• Exercise prompt: Write out each line below exactly as it appears, but leave the pictures out of your answer.
--- BEGIN Extracted information ---
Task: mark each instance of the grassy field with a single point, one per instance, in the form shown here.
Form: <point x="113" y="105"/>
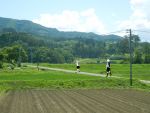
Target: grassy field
<point x="28" y="78"/>
<point x="140" y="71"/>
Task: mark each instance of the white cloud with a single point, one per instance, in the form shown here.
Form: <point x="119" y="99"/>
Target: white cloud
<point x="84" y="21"/>
<point x="140" y="18"/>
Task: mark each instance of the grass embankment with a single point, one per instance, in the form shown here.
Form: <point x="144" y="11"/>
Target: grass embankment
<point x="140" y="71"/>
<point x="32" y="78"/>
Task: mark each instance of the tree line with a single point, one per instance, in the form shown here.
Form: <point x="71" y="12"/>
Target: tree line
<point x="22" y="47"/>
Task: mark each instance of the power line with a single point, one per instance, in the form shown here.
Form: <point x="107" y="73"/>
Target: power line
<point x="142" y="31"/>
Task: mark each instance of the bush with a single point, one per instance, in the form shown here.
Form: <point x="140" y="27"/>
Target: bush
<point x="1" y="64"/>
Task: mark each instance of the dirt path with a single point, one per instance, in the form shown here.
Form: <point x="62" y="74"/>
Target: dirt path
<point x="76" y="101"/>
<point x="84" y="73"/>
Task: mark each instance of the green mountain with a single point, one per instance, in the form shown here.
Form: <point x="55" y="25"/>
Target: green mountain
<point x="12" y="25"/>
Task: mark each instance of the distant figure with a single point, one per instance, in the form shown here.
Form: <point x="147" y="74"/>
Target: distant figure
<point x="108" y="69"/>
<point x="78" y="66"/>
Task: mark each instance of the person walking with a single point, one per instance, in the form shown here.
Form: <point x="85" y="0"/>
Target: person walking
<point x="77" y="66"/>
<point x="108" y="69"/>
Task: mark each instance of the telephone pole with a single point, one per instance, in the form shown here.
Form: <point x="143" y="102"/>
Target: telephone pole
<point x="131" y="57"/>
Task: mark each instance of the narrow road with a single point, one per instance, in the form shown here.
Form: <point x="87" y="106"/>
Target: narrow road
<point x="84" y="73"/>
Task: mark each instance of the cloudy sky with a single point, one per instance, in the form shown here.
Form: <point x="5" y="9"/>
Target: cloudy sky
<point x="98" y="16"/>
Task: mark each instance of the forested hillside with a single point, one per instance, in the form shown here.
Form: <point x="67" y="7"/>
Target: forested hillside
<point x="12" y="25"/>
<point x="25" y="41"/>
<point x="22" y="47"/>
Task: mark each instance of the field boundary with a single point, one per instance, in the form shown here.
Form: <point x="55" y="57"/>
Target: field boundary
<point x="84" y="73"/>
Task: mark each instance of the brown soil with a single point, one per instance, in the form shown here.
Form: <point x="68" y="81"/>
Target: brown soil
<point x="76" y="101"/>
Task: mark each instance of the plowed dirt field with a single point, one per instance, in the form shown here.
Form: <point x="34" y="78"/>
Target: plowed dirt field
<point x="75" y="101"/>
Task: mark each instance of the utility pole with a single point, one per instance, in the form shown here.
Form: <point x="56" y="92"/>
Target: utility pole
<point x="19" y="60"/>
<point x="131" y="57"/>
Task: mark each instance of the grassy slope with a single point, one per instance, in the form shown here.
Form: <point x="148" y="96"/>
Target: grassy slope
<point x="31" y="78"/>
<point x="140" y="71"/>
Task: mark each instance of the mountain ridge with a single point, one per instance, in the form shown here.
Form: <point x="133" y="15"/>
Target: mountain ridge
<point x="30" y="27"/>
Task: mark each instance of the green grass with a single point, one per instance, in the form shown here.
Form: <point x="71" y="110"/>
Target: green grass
<point x="140" y="71"/>
<point x="32" y="78"/>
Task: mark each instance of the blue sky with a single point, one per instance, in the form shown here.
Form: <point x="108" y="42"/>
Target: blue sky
<point x="99" y="16"/>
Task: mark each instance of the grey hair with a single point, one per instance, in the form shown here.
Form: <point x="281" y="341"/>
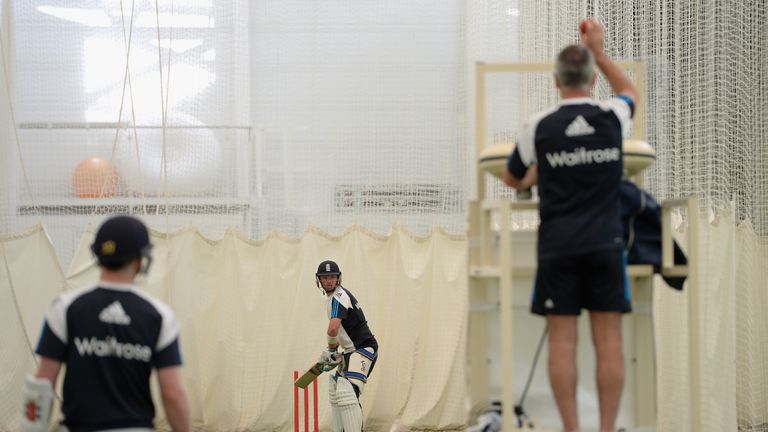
--- END Extracted information ---
• Written answer:
Task: mark each instance of the grassy field with a single point, one per instance, in the form shown here.
Form: <point x="113" y="105"/>
Target: grassy field
<point x="28" y="78"/>
<point x="140" y="71"/>
Task: mark each instance of the white cloud with a single point, one per instance, in the form shown here.
Form: <point x="119" y="99"/>
Target: white cloud
<point x="84" y="21"/>
<point x="140" y="18"/>
Task: mark each instance of the grass embankment with a single point, one per instance, in the form shown here.
Form: <point x="144" y="11"/>
Target: grass embankment
<point x="140" y="71"/>
<point x="32" y="78"/>
Task: mark each instance of the tree line with a single point, one per instance, in the form shown here.
Form: <point x="71" y="12"/>
Target: tree line
<point x="22" y="47"/>
Task: mark each instance of the power line with a single point, one per instance, in the form shown here.
Form: <point x="107" y="73"/>
Target: power line
<point x="142" y="31"/>
Task: mark each instance of the bush with a single point, one per instance, in the form shown here.
Form: <point x="140" y="27"/>
Target: bush
<point x="1" y="64"/>
Task: mark each instance of the dirt path with a single point, one per instance, in the form shown here.
Form: <point x="62" y="74"/>
Target: dirt path
<point x="76" y="101"/>
<point x="84" y="73"/>
Task: mark each instance of the green mountain with a single point, one per instance, in the form shown here.
Form: <point x="55" y="25"/>
Target: green mountain
<point x="12" y="25"/>
Task: mark each instance of the distant figure with a single point, one per instance, in the form shown here.
Form: <point x="147" y="74"/>
Target: distant figure
<point x="108" y="69"/>
<point x="78" y="66"/>
Task: mark each instance of the person walking with a single point, one per instance, in the form shown here.
Form: <point x="85" y="0"/>
Target: person walking
<point x="77" y="66"/>
<point x="108" y="69"/>
Task: mark each instance of the telephone pole with a single point, one per instance, in the form shown here.
Form: <point x="143" y="102"/>
Target: telephone pole
<point x="131" y="57"/>
Task: mark each instance of the narrow road with a single point, one per instance, in the form shown here.
Form: <point x="87" y="106"/>
Target: narrow road
<point x="84" y="73"/>
Task: mark each instance of the cloudy sky with a single point, one per instance, in the form shown here.
Form: <point x="5" y="9"/>
Target: cloudy sky
<point x="98" y="16"/>
Task: mark each instance of the forested hillside with a single point, one per instance, in the form shown here.
Form: <point x="67" y="7"/>
Target: forested hillside
<point x="12" y="25"/>
<point x="25" y="41"/>
<point x="22" y="47"/>
Task: mark each instance of the field boundary with a single point, one per instance, in the form shown here.
Form: <point x="55" y="57"/>
Target: field boundary
<point x="84" y="73"/>
Task: mark each instance of the brown soil with a single point, one per instance, in the form shown here.
Form: <point x="68" y="81"/>
Target: brown soil
<point x="76" y="101"/>
Task: mark each instance of the plowed dirt field with a single point, one per instance, in the form shown here.
Form: <point x="34" y="78"/>
Target: plowed dirt field
<point x="75" y="101"/>
Task: mark each instance of the utility pole with a single point, one per instance, in the form shown here.
Form: <point x="56" y="92"/>
Target: utility pole
<point x="19" y="60"/>
<point x="131" y="57"/>
Task: mark each instance of the grassy slope with a single point, one per instance, in the form shown here.
Form: <point x="148" y="96"/>
Target: grassy slope
<point x="31" y="78"/>
<point x="140" y="71"/>
Task: mark each instance of the mountain ridge with a single point, one per instance, in the form shown here.
Form: <point x="133" y="15"/>
Target: mountain ridge
<point x="30" y="27"/>
Task: mark each instance of the green grass with a single point, one per instance, in the form shown here.
Form: <point x="71" y="110"/>
Target: green grass
<point x="140" y="71"/>
<point x="32" y="78"/>
Task: mark each instance of the blue sky with a single point, one per instance, in the form shown here.
Form: <point x="108" y="42"/>
Target: blue sky
<point x="99" y="16"/>
Task: mark each instance of the grey hair with a single point, one per instance, in the form shown here.
Form: <point x="281" y="341"/>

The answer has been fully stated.